» **DATA RECORDS**:
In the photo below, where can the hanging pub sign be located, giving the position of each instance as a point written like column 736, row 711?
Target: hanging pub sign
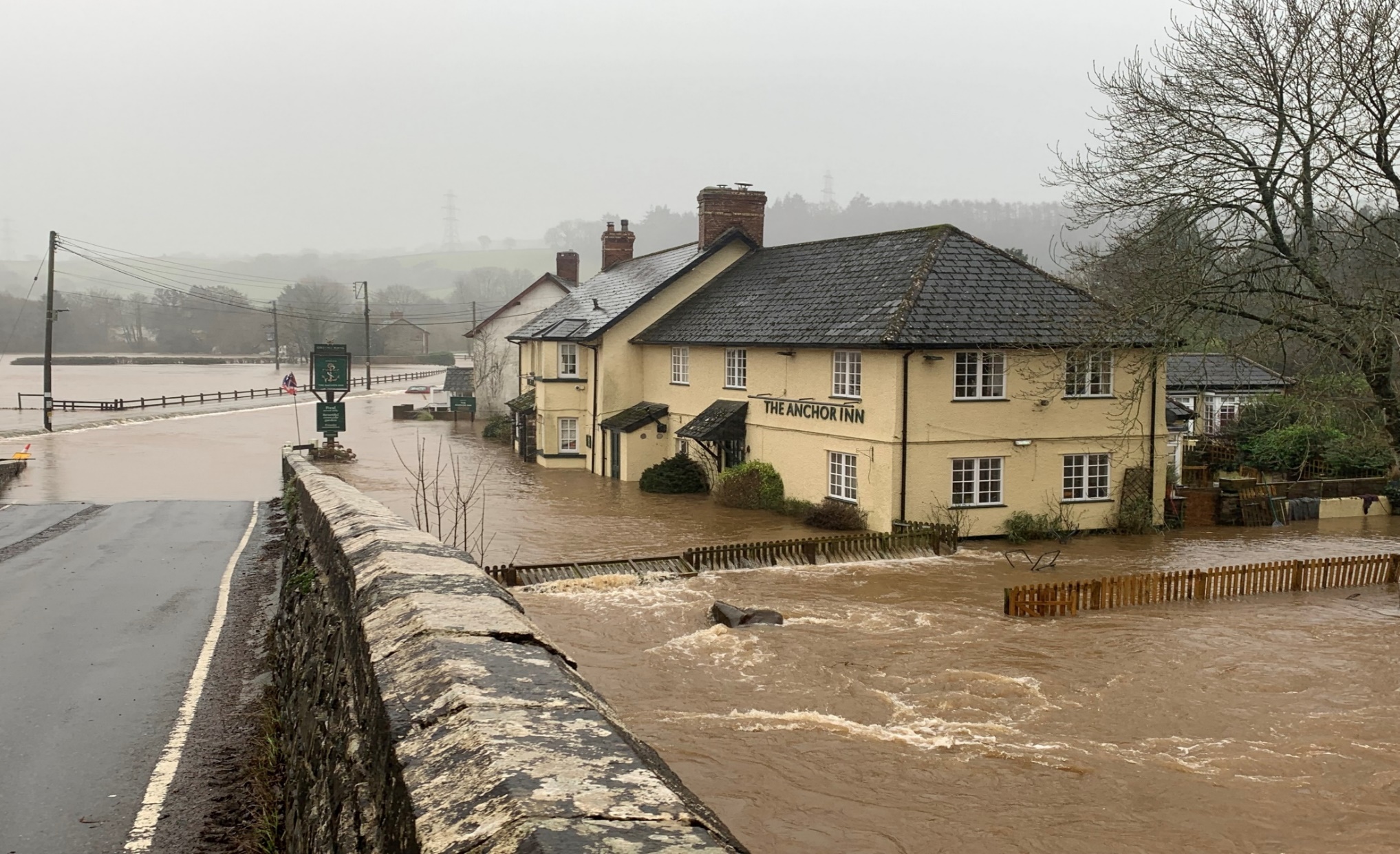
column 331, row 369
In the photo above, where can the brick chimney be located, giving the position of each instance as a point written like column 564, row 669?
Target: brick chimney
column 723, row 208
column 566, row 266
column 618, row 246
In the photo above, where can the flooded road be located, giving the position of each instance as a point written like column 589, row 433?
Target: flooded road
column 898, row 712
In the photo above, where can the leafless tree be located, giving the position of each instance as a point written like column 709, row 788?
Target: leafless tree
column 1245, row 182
---
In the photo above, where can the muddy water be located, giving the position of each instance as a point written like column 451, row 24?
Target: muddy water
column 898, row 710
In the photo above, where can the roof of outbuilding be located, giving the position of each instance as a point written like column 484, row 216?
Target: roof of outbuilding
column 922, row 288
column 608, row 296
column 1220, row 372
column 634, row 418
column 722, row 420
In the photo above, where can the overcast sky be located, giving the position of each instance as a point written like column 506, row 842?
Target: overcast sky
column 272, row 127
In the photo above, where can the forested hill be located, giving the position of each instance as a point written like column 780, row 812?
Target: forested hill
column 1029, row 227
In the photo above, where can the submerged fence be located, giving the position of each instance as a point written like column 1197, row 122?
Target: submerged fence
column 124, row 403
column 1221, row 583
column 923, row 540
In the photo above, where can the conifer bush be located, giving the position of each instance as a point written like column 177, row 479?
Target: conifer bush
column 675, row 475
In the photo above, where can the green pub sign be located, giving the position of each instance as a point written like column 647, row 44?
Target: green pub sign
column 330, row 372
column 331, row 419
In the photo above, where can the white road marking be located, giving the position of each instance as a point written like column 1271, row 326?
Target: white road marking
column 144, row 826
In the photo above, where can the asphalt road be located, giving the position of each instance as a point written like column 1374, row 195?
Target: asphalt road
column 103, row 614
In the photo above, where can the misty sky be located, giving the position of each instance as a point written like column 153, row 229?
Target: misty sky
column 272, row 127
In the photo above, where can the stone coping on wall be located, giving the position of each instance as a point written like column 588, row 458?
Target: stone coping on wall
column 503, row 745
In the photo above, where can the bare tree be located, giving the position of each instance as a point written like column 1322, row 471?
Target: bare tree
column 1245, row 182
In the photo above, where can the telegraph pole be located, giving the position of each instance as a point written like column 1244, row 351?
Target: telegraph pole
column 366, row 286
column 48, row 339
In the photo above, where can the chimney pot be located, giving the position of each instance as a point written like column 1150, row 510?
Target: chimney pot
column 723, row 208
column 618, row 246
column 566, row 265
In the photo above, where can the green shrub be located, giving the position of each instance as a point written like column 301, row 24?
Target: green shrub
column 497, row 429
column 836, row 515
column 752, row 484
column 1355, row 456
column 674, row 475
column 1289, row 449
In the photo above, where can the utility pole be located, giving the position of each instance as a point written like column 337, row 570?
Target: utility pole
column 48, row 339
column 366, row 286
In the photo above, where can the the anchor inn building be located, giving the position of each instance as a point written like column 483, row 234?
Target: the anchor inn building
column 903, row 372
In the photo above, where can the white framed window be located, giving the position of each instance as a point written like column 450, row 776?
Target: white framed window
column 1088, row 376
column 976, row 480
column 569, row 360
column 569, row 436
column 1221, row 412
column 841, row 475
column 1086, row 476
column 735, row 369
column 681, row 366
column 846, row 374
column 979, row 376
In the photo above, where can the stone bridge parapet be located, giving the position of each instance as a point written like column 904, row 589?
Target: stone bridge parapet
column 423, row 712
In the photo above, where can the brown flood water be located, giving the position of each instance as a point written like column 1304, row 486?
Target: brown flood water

» **INSTRUCTIONS TO FOLLOW**:
Every line above holding the string "brown" should be listed.

» **REPLY**:
In the photo above, where can the brown flood water be located, giving the position of each instance as a point written like column 1304, row 486?
Target: brown flood water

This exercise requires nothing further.